Exactly the lines from the one containing "Objective — a point for each instance of the wood grain" through the end of the data below are to be reproduced, and nothing besides them.

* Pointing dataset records
========================================
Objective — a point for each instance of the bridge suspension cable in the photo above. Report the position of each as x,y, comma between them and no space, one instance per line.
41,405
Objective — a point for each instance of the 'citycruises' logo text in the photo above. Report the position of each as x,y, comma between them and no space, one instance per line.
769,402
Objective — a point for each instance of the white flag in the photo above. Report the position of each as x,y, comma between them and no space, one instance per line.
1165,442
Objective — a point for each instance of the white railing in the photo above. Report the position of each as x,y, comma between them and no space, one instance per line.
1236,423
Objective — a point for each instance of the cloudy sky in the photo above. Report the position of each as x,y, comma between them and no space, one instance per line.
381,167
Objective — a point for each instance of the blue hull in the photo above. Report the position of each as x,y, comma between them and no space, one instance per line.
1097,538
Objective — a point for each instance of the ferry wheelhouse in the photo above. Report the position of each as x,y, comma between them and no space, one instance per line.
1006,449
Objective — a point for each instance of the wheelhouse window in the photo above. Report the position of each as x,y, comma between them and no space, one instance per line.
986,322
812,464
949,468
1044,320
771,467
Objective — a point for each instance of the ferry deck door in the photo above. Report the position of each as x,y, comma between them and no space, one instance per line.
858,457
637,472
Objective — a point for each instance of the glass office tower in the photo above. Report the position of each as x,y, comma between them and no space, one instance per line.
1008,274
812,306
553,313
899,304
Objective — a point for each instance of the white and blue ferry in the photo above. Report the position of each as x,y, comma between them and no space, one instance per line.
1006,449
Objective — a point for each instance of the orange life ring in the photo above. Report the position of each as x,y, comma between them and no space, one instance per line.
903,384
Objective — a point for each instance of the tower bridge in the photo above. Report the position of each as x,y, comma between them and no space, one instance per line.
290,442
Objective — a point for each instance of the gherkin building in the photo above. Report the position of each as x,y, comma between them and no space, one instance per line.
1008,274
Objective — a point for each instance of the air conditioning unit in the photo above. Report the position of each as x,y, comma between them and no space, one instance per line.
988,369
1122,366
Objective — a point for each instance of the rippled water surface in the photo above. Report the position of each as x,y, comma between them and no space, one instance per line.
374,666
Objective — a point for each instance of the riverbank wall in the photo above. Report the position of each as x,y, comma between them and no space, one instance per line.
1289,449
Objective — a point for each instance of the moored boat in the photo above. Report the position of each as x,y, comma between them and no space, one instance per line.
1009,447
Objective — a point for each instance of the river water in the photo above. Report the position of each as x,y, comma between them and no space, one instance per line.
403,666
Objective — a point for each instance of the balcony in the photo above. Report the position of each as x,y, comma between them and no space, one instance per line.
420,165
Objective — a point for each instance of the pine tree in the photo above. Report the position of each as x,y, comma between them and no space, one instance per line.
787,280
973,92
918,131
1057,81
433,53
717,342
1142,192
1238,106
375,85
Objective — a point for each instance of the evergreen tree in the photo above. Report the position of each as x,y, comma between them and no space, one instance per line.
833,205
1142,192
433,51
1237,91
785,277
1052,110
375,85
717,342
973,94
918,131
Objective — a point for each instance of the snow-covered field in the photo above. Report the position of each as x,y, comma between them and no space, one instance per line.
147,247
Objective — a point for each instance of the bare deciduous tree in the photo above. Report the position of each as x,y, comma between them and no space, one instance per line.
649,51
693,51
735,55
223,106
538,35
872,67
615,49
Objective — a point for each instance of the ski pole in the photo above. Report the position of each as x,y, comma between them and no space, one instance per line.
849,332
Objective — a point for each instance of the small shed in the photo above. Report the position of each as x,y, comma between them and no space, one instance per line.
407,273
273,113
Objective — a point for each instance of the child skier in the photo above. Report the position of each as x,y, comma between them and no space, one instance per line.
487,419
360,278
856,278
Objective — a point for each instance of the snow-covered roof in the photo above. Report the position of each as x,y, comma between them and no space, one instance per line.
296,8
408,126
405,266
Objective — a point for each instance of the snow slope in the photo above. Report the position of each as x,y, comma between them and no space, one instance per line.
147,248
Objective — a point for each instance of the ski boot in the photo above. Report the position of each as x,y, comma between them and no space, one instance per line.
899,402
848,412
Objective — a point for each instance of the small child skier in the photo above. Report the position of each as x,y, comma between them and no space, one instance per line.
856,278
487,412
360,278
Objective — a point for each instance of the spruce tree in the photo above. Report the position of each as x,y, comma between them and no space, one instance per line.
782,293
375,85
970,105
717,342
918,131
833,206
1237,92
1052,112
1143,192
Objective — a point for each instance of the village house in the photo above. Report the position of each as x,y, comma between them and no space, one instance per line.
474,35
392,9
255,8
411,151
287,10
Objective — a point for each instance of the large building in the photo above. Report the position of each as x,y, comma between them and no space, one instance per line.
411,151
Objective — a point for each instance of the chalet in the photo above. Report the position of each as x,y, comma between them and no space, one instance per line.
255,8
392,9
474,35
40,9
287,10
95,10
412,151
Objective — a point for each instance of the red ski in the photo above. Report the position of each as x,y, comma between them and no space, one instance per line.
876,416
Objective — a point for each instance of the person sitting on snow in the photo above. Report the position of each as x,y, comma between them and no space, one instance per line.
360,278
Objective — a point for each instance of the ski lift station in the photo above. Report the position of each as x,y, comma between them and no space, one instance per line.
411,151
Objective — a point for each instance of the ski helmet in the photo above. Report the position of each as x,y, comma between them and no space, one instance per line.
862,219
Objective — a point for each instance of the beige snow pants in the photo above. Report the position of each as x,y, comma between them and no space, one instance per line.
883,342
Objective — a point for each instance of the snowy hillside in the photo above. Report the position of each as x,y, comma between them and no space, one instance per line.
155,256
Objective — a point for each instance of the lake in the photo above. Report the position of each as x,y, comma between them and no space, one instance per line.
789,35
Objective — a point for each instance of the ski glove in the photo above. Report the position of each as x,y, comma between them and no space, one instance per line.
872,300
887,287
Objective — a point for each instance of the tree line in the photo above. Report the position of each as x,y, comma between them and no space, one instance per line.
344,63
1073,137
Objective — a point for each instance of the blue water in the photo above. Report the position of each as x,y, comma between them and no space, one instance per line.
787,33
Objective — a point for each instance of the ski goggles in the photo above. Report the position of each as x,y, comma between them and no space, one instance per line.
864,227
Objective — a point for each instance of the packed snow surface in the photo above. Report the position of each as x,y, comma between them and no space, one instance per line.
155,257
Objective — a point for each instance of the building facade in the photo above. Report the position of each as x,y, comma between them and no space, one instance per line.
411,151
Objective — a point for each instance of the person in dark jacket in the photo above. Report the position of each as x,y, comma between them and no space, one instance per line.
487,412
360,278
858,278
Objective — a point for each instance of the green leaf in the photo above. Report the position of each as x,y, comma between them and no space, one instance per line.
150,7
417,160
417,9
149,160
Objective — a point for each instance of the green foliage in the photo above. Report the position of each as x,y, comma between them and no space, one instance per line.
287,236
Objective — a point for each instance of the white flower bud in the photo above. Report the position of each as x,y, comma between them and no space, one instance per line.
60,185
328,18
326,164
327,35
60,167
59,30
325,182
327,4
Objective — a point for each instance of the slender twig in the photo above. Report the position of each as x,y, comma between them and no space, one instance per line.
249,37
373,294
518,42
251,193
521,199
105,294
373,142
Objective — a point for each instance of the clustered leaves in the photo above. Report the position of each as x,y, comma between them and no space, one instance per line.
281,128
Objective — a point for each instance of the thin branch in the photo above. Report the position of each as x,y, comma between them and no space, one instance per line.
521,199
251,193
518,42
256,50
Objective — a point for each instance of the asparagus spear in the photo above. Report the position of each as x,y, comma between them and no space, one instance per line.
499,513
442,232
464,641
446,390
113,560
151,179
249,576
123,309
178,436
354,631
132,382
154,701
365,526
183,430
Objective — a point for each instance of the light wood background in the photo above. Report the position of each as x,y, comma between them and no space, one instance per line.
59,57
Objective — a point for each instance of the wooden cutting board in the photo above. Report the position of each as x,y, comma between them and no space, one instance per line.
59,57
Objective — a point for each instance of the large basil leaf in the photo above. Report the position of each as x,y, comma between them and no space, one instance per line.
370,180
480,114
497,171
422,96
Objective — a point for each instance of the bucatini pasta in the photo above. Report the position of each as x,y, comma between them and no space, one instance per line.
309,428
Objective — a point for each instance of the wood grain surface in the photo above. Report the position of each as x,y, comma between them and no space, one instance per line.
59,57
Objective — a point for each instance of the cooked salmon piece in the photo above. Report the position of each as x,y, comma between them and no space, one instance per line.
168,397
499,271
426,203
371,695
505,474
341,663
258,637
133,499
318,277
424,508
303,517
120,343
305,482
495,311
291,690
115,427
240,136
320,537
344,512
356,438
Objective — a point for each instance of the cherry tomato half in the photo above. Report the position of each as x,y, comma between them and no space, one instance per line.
========================================
* SOLUTION FOR THIS PROBLEM
Objective — a point for each instance of the wood grain surface in the photo above. Report the position of each as x,y, comma between them and no space, one instance per line.
59,57
Objective — a point for each instance of the cooked salmon piece in the photo above. Report the position of each as x,y, comma between them and no space, one instance per line.
168,397
499,271
426,203
371,695
505,474
341,663
258,637
133,499
318,277
424,508
303,517
120,343
305,482
495,311
291,690
115,427
240,136
320,537
344,512
356,438
Objective — a point for each instance of the cherry tomato half in the photo above. Report the position of each as x,y, comma between them and no space, one instance per line.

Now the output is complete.